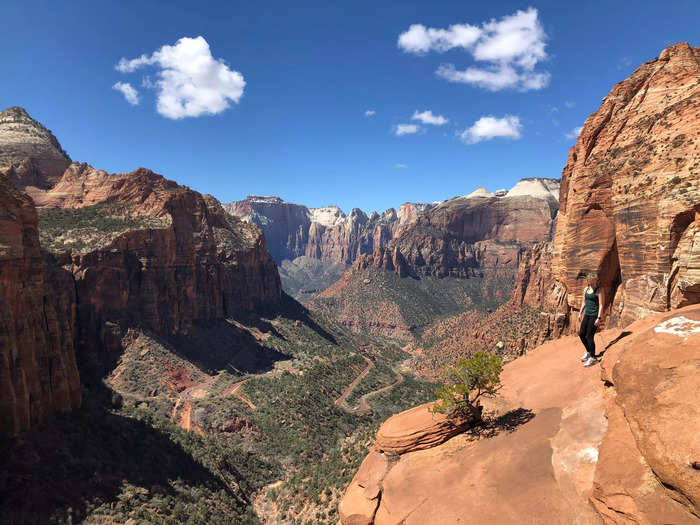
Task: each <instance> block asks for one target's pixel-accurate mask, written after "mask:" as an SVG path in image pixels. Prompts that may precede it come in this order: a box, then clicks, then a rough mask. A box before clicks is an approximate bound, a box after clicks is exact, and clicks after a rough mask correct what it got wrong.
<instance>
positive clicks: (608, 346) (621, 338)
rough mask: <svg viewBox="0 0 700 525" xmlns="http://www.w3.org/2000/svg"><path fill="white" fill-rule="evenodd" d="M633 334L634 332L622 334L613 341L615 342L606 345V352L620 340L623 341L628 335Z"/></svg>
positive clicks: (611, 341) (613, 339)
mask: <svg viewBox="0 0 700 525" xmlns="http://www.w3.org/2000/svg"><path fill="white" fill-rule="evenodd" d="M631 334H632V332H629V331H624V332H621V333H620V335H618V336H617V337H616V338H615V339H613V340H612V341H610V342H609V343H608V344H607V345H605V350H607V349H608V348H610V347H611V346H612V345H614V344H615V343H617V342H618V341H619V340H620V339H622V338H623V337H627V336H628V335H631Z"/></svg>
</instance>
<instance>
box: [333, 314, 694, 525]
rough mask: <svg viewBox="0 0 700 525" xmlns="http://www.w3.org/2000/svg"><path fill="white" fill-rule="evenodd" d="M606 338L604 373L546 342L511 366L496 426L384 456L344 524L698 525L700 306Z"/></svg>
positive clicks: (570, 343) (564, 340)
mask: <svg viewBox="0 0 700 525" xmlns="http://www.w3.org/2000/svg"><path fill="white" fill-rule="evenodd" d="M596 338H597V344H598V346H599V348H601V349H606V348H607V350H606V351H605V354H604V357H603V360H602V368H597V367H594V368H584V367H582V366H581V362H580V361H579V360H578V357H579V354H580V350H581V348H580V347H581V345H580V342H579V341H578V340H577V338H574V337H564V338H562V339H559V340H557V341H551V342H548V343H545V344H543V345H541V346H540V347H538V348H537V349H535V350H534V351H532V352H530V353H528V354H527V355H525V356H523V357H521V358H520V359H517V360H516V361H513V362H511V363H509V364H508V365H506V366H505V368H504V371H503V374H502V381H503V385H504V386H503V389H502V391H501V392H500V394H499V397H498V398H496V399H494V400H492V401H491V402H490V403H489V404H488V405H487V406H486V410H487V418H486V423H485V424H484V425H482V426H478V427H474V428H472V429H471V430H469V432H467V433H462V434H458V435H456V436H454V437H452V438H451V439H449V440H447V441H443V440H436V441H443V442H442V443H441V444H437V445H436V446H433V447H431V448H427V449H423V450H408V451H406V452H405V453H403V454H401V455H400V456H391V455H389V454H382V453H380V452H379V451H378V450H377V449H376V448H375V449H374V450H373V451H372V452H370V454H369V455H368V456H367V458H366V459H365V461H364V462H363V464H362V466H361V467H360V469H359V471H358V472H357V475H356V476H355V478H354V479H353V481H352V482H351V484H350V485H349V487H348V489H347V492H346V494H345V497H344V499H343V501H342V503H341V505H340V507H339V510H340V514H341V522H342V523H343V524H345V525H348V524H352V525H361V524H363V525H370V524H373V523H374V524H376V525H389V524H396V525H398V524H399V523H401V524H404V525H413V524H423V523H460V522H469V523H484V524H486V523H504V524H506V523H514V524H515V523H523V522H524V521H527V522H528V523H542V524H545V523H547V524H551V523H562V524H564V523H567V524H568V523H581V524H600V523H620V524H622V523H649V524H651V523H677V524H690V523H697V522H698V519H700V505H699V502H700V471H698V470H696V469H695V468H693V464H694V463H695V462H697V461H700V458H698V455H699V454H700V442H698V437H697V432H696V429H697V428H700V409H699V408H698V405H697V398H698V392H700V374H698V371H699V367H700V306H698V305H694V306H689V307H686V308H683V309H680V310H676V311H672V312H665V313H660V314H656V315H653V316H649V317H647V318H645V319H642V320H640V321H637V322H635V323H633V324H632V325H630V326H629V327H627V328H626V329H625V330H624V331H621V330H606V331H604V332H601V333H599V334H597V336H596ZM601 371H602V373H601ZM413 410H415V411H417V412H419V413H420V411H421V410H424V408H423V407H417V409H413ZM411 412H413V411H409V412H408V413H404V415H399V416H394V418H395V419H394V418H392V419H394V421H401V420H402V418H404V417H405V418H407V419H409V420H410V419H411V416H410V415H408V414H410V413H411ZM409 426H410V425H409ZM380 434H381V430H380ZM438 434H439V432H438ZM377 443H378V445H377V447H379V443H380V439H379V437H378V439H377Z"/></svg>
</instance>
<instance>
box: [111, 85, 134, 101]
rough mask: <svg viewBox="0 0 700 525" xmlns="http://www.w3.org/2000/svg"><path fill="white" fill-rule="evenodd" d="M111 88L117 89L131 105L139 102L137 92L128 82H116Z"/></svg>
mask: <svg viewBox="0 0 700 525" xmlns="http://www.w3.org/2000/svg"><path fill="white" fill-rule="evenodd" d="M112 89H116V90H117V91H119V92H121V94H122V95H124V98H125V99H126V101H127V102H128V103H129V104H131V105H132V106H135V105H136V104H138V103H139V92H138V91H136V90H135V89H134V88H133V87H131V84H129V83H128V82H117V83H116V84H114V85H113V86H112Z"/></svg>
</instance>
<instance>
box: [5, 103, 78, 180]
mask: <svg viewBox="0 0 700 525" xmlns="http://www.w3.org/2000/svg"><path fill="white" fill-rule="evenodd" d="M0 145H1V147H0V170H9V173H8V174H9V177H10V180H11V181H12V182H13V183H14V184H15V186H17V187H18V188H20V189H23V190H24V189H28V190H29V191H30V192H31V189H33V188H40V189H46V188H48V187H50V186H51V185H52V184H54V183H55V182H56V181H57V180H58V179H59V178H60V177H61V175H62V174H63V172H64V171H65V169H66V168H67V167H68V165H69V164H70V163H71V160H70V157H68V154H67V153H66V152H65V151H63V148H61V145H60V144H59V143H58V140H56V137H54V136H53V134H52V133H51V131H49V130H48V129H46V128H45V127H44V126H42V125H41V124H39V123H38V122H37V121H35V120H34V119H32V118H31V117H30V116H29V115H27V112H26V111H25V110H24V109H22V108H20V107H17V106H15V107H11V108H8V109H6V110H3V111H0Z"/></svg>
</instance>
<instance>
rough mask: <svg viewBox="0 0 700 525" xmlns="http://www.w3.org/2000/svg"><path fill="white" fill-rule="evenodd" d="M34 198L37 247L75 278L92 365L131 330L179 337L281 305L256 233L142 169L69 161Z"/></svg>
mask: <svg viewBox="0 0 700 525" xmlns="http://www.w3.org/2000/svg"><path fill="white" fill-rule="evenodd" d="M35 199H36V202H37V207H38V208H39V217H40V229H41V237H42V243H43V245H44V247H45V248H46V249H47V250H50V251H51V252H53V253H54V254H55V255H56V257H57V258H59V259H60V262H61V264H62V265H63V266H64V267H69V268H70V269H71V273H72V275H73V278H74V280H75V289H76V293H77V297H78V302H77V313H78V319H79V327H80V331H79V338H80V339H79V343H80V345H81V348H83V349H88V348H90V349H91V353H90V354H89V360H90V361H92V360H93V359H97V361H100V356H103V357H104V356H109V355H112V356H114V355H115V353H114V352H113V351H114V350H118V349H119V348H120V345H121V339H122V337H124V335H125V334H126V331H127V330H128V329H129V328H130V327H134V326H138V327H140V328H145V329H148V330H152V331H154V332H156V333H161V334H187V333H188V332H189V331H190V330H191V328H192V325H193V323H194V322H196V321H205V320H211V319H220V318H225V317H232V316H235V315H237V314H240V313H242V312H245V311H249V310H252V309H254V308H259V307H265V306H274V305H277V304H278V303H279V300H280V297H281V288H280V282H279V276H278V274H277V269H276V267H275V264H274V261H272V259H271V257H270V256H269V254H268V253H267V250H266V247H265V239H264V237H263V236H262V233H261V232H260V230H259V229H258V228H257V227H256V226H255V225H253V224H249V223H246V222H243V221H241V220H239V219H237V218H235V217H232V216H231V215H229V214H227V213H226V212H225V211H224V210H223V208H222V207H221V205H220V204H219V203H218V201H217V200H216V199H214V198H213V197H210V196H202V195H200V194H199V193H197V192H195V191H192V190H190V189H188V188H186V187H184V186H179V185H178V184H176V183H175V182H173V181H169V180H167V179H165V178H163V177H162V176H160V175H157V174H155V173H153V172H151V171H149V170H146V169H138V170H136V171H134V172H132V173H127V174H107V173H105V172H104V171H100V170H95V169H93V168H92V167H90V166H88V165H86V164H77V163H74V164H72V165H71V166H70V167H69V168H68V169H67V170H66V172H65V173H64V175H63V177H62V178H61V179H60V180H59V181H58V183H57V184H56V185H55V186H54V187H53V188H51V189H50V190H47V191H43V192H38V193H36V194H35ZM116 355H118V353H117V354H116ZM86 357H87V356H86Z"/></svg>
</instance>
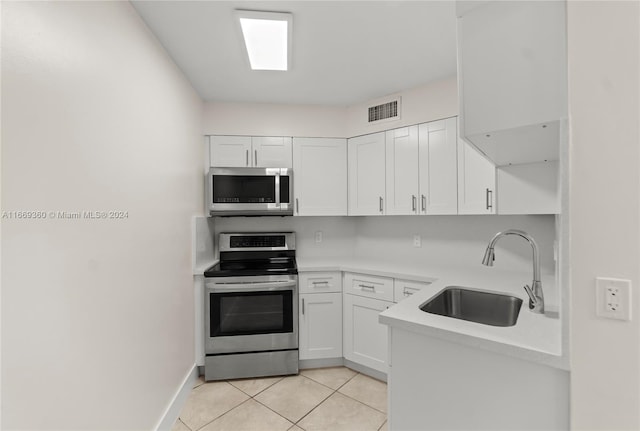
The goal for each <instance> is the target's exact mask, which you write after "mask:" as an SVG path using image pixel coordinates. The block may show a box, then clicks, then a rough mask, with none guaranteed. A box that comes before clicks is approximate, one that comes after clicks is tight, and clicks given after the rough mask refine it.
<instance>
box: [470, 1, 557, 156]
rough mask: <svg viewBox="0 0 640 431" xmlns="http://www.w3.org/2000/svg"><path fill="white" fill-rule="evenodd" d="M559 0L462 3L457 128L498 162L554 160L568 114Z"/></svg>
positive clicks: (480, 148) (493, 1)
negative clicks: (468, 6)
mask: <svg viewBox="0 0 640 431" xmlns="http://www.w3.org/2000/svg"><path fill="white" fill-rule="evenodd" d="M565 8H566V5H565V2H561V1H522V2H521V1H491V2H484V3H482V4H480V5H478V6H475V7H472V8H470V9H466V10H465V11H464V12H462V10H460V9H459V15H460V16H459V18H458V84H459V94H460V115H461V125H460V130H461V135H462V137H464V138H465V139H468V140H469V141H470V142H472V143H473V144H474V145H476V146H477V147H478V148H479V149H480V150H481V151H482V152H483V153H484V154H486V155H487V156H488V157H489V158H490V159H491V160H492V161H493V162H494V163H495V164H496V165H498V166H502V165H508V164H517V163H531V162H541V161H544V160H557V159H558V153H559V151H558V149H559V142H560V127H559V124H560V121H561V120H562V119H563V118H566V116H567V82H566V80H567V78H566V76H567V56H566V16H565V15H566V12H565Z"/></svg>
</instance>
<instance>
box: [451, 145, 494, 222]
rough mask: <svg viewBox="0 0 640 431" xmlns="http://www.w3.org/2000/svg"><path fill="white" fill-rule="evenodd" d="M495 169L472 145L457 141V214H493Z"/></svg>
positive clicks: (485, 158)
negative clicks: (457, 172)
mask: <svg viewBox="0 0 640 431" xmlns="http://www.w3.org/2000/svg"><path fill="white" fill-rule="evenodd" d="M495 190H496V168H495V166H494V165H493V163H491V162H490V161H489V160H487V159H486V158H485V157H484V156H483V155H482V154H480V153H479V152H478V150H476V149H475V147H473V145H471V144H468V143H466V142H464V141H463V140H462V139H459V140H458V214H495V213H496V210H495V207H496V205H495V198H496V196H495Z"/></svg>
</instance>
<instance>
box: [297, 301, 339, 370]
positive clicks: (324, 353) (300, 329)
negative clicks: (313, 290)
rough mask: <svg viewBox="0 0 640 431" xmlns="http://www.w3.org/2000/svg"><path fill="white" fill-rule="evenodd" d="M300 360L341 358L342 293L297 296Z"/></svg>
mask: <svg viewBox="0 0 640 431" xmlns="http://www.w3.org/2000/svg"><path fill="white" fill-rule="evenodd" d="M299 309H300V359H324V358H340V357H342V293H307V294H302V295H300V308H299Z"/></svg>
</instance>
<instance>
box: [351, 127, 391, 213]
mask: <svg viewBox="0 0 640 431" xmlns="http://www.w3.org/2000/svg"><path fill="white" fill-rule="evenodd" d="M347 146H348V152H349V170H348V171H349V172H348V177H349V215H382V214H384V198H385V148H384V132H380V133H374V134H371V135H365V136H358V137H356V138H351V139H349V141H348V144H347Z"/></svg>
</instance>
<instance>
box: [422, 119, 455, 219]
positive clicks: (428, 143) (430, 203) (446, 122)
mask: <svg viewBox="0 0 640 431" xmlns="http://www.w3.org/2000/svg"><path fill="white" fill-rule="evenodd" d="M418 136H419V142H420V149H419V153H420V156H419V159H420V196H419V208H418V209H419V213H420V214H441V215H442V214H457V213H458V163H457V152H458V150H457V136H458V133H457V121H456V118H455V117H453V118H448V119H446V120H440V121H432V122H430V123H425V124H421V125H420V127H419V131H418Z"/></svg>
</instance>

_ _ _

• Brief
Pick out every line in the records that contains the string "negative", matching case exactly, and copy each of those lines in full.

• Written reply
negative clicks: (468, 6)
negative clicks: (457, 172)
negative clicks: (313, 290)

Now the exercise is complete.